= Description of the task =
Print all entries precisely as they are written.

= Excerpted data =
— BEGIN —
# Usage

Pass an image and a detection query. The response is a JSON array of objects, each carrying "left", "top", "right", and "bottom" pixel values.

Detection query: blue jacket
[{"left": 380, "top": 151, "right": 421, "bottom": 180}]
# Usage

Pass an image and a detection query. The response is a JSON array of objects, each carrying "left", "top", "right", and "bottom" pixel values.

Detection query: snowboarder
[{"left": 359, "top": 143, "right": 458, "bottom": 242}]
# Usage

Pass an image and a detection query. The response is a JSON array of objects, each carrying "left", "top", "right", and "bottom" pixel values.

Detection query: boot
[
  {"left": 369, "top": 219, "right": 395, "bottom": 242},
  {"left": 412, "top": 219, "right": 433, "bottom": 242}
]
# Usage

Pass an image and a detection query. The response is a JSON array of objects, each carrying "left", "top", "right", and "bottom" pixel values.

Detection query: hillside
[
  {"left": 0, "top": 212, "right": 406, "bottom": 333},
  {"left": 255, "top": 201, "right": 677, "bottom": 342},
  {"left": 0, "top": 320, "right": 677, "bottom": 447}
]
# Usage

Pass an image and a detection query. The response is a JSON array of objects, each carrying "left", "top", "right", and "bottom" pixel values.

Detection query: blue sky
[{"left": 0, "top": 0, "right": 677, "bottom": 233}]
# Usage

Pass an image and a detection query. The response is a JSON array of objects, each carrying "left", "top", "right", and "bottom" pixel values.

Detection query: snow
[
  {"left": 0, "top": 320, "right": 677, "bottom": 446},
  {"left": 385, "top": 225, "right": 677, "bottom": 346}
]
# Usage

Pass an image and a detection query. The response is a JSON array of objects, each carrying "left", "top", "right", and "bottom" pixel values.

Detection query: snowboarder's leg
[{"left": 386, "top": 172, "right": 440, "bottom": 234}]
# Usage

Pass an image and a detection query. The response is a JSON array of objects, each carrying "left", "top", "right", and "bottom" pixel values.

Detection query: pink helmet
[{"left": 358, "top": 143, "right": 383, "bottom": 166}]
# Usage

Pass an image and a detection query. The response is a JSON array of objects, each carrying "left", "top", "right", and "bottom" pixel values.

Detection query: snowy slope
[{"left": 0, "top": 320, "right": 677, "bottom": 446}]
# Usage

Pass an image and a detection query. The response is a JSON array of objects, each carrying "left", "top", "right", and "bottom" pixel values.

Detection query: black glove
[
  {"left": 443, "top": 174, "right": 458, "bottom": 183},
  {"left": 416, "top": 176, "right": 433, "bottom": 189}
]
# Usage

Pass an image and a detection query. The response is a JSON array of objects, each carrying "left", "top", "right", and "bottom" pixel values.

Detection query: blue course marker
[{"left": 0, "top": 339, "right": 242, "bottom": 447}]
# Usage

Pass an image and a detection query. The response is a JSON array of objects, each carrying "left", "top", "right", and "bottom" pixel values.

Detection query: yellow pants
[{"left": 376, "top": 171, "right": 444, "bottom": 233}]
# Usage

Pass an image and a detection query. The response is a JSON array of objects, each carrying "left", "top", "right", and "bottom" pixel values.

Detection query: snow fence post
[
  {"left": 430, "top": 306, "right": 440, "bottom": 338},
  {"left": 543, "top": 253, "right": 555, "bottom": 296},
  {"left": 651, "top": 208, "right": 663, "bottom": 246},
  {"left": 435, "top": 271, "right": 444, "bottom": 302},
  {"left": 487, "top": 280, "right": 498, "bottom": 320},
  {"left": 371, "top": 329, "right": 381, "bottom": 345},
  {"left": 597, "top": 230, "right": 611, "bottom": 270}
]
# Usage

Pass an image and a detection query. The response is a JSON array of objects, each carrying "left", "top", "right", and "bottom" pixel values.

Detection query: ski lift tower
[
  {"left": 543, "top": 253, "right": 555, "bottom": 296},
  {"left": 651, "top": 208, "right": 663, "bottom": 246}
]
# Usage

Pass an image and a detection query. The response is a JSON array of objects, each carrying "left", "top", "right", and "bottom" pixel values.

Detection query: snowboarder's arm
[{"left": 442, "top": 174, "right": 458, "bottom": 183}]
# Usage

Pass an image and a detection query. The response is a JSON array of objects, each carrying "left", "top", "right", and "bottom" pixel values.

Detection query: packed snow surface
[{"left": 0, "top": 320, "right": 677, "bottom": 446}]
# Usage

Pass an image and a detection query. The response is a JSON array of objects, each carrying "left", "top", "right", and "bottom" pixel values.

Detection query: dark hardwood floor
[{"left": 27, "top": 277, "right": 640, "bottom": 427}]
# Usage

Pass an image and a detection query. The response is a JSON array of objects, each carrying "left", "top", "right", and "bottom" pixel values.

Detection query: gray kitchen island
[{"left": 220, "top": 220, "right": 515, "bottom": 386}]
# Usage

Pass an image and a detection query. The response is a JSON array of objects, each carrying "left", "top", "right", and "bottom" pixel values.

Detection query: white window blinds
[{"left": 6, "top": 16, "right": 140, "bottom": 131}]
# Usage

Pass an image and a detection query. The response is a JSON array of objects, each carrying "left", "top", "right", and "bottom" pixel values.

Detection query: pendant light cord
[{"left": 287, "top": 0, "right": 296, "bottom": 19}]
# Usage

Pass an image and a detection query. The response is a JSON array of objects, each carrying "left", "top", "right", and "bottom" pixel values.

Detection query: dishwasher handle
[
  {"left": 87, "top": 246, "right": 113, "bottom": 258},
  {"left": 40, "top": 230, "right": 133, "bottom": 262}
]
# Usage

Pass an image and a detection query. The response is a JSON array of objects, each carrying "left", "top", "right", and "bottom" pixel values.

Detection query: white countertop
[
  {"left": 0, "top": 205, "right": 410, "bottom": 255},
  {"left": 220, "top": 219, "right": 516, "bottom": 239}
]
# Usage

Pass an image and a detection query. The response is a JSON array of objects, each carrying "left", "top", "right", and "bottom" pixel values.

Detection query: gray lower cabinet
— END —
= Solution to the exercise =
# Usage

Pass an image and a detection query. The response is a JSON array of objects, each carrying "left", "top", "right", and "bottom" pixel values.

Detection query: blue jacket
[{"left": 380, "top": 151, "right": 421, "bottom": 180}]
# Usage

Pass an image and a detection query. The response is a JSON array of objects, each carrying "left", "top", "right", and "bottom" pixel values.

Detection query: snowboarder
[{"left": 359, "top": 143, "right": 458, "bottom": 242}]
# Usage

Pass an image and a detection query. The response is a JSON array of objects, each carrying "left", "top", "right", and "bottom" pixel values.

Detection query: boot
[
  {"left": 369, "top": 219, "right": 395, "bottom": 242},
  {"left": 412, "top": 219, "right": 433, "bottom": 242}
]
# Usage

Pass an image and a detection query. The response is a JSON array of objects, each carrying "left", "top", "right", and "bottom" pixel values.

Detection query: hillside
[
  {"left": 0, "top": 212, "right": 406, "bottom": 333},
  {"left": 255, "top": 201, "right": 677, "bottom": 342},
  {"left": 0, "top": 320, "right": 677, "bottom": 447}
]
# Usage

Pass an image and a detection query. The response is a JSON array of objects, each carrying "left", "top", "right", and "bottom" pixel values.

Detection query: blue sky
[{"left": 0, "top": 0, "right": 677, "bottom": 233}]
# Usage

Pass an image and a detection query. The response is a JSON array of objects, each carrying "left", "top", "right", and "bottom" pixel values.

Detection query: snow
[
  {"left": 0, "top": 320, "right": 677, "bottom": 446},
  {"left": 385, "top": 225, "right": 677, "bottom": 346}
]
# Usage

Pass an image and a detection query. The response is a JSON array of objects, each carrying "left", "top", "right", and "bottom" pixel values.

Detection query: snowboarder's leg
[{"left": 386, "top": 172, "right": 440, "bottom": 234}]
# Usage

Pass an image and a detection query. The response is a JSON array of objects, each carrying "left", "top", "right", and "bottom" pixel values.

Detection query: pink helmet
[{"left": 358, "top": 143, "right": 383, "bottom": 166}]
# Usage

Pass an image and a detection query. The response is a JSON array of objects, each carrying "left", "top", "right", and "bottom" pixel values.

Detection query: snowy slope
[{"left": 0, "top": 320, "right": 677, "bottom": 446}]
# Usage

Pass an image and a detection query. The response is a JSON array of objects, each carrying "left", "top", "right", and "bottom" pixel values.

Detection query: black glove
[
  {"left": 443, "top": 174, "right": 458, "bottom": 183},
  {"left": 416, "top": 176, "right": 433, "bottom": 189}
]
# Usage

Pass an image and a detection query. The response is a JSON array of objects, each carrying "left", "top", "right", and "bottom" pixel values.

Detection query: blue course marker
[{"left": 0, "top": 339, "right": 242, "bottom": 447}]
# Usage

Pass an image and a detection query. The response is a JSON array of objects, each carrying "left", "top", "right", and "bottom" pixel values.

Detection query: yellow pants
[{"left": 376, "top": 171, "right": 444, "bottom": 233}]
# Usage

Pass an image and a detection query. The response is a JSON array of objects, each carrying "left", "top", "right", and "bottom" pixel values.

Detection query: snow fence post
[
  {"left": 430, "top": 306, "right": 440, "bottom": 338},
  {"left": 543, "top": 253, "right": 555, "bottom": 296},
  {"left": 651, "top": 208, "right": 663, "bottom": 246},
  {"left": 435, "top": 271, "right": 444, "bottom": 302},
  {"left": 487, "top": 280, "right": 498, "bottom": 320},
  {"left": 371, "top": 329, "right": 381, "bottom": 345},
  {"left": 597, "top": 230, "right": 611, "bottom": 270}
]
# Usage

Pass an image and a detection query. The response is a JSON array of objects, each carrying "left", "top", "right", and "bottom" pixel values.

Detection query: ski lift tower
[
  {"left": 543, "top": 253, "right": 555, "bottom": 296},
  {"left": 651, "top": 208, "right": 663, "bottom": 246}
]
# Usage

Pass an image and a detection query. The response is a JSON array of objects, each carrying "left", "top", "right", and "bottom" pixel values.

Detection query: snowboarder's arm
[{"left": 442, "top": 174, "right": 458, "bottom": 183}]
# Usage

Pass an image and a detection query. The response is a JSON array of objects, each carrying "left", "top", "right", and "bottom" pixel values.

Detection query: packed snow surface
[{"left": 0, "top": 320, "right": 677, "bottom": 446}]
# Usage

Pass an image and a detection query. The response is a JSON array of objects, each carrying "left", "top", "right", and "bottom" pixel values.

Detection query: dark hardwood floor
[{"left": 27, "top": 277, "right": 640, "bottom": 427}]
# Usage

Pass an image and a detection query. The response is a JSON array of objects, each carrying "left", "top", "right", and "bottom" pixel values.

Detection query: gray kitchen island
[{"left": 220, "top": 220, "right": 515, "bottom": 386}]
# Usage

Pass an image and a detection query. The response is a JSON array of objects, each carrying "left", "top", "right", and "bottom" pixel values.

Detection query: white window blinds
[{"left": 6, "top": 16, "right": 140, "bottom": 131}]
# Usage

Pass an image and a detection query. The response is a JSON array of objects, each carrying "left", "top", "right", and "bottom" pixel values.

Detection query: pendant light cord
[{"left": 287, "top": 0, "right": 296, "bottom": 19}]
# Usage

Pass an image and a detection query. The response is a JSON array of objects, each carrying "left", "top", "right", and "bottom" pixel values.

Detection query: dishwasher handle
[
  {"left": 87, "top": 246, "right": 113, "bottom": 258},
  {"left": 40, "top": 230, "right": 133, "bottom": 262}
]
# Usage

Pass an image and a detection query. The response is a JSON array of objects, each carrying "left", "top", "right", and "bottom" pixel values.

Detection query: white countertop
[
  {"left": 0, "top": 205, "right": 410, "bottom": 255},
  {"left": 220, "top": 219, "right": 516, "bottom": 239}
]
# Usage

Pass an image and a detection query. The response is a JSON array of objects, each carrying "left", "top", "right", and "bottom" pixel values.

Detection query: gray lower cabinet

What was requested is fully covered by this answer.